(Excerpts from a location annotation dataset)

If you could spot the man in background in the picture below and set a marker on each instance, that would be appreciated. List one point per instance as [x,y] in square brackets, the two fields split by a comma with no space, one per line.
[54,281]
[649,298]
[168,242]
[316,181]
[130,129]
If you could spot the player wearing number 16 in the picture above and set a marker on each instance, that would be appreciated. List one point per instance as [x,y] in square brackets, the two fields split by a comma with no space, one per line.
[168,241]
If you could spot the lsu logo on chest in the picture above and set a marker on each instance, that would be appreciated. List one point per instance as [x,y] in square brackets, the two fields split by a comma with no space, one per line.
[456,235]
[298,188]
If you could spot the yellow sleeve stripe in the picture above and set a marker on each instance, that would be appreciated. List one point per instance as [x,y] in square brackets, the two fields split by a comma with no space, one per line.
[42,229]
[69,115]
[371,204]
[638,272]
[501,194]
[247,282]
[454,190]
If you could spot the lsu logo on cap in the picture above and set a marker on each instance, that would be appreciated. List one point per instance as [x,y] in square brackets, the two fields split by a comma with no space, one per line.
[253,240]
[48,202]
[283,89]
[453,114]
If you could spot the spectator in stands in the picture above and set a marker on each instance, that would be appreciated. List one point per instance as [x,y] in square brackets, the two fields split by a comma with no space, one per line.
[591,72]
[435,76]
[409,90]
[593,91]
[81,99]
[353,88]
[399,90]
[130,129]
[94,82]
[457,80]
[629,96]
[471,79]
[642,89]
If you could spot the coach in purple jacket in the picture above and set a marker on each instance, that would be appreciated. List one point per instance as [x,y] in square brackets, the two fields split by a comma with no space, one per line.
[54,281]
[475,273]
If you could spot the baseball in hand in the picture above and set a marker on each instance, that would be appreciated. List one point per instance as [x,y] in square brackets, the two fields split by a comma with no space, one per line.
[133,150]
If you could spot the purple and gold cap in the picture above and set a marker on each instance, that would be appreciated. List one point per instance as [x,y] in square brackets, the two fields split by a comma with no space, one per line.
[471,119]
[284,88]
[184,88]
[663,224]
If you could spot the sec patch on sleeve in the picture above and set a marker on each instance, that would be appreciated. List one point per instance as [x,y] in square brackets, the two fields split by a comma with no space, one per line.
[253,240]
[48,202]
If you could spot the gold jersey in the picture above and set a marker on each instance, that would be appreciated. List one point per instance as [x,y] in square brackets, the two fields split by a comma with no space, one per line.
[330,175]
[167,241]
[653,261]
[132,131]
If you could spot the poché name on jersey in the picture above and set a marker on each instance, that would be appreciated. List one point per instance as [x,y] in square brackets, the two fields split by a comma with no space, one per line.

— Stated goal —
Express every line of the data above as a JSON list of strings, one string per line, leaving out any blank lines.

— Exercise response —
[
  "If you could spot the man in background in the picture below and set a marker on each instance, that would be appreciated. List one point per instance as [x,y] in square brackets, the two fields split by a comma with no space, one per line.",
  "[54,281]",
  "[649,298]",
  "[168,242]",
  "[316,181]",
  "[130,129]",
  "If you could spot the player wearing number 16 in the picture above and set a marker on each instance, that would be appreciated. List one point per instance as [x,y] in square brackets, the two fields split by a comma with no space, one per line.",
  "[168,241]",
  "If you could spot the lsu logo on chest in the picture above and set a marker on each instance, that would be appreciated. List one point per instance as [x,y] in square brackets, the two fields split by a comma with no space, one per line.",
  "[456,235]",
  "[298,188]",
  "If you could spot the yellow sleeve stripe in the picture above and set a marker on each instance, that would be appreciated. List one point per instance as [x,y] in square brackets, the two fields split by a comma with no space, one per line.",
  "[42,229]",
  "[69,115]",
  "[371,204]",
  "[638,272]",
  "[501,194]",
  "[247,282]",
  "[454,190]",
  "If you could spot the lsu logo on cap in the picture above and set a marker on each instance, that would be appreciated. List one point per instance as [x,y] in square brackets, the two fields split by a comma with no space, one per line.",
  "[253,240]",
  "[48,202]",
  "[283,89]",
  "[453,114]",
  "If you could spot the spectator in stands in the picture above and set a marker on each instance, that would be appreciated. List one point per instance as [x,y] in square brackets, the two fields split by a comma with no space, one per line.",
  "[591,72]",
  "[435,76]",
  "[409,90]",
  "[593,91]",
  "[81,99]",
  "[353,88]",
  "[399,90]",
  "[130,129]",
  "[94,82]",
  "[457,80]",
  "[629,96]",
  "[471,79]",
  "[642,89]",
  "If you could spot the coach in purple jacket in the picture above and set a marker on each instance, that would be appreciated. List one point per instance as [x,y] in square brackets, the two fields split by a comma with no space, one per line.",
  "[54,281]",
  "[475,273]",
  "If you could spot the baseball in hand in the picture above and set a marker on each instance, that would be appreciated. List one point per instance as [x,y] in square brackets, the two fields split by a comma with no space, one per line.",
  "[133,150]",
  "If you could spot the purple and gold cap in the picture above and set a marker on each instance, that would be appreciated. List one point per instance as [x,y] in square brackets, the two fields split by a comma with no space, one per line.",
  "[471,119]",
  "[284,88]",
  "[184,88]",
  "[663,224]",
  "If you could spot the sec patch on sleeve in the picture above and set a marker on each instance, that would be appreciated. List one point per instance as [x,y] in square brackets, the two fields split by a comma with no space, one per line.",
  "[253,240]",
  "[48,202]",
  "If you could spot the gold jersey in the picture above and set a marker on each instance, that would be appreciated. List one point per instance as [x,y] in square brackets, the two fields split by a comma with no space, one per line.",
  "[330,175]",
  "[167,241]",
  "[653,261]",
  "[132,131]",
  "If you could spot the poché name on jersey in the picture above and set a marker on each instance, that would be appreciated. List one point per instance as [x,y] in square brackets, the two fields split by a comma with no space, one per line."
]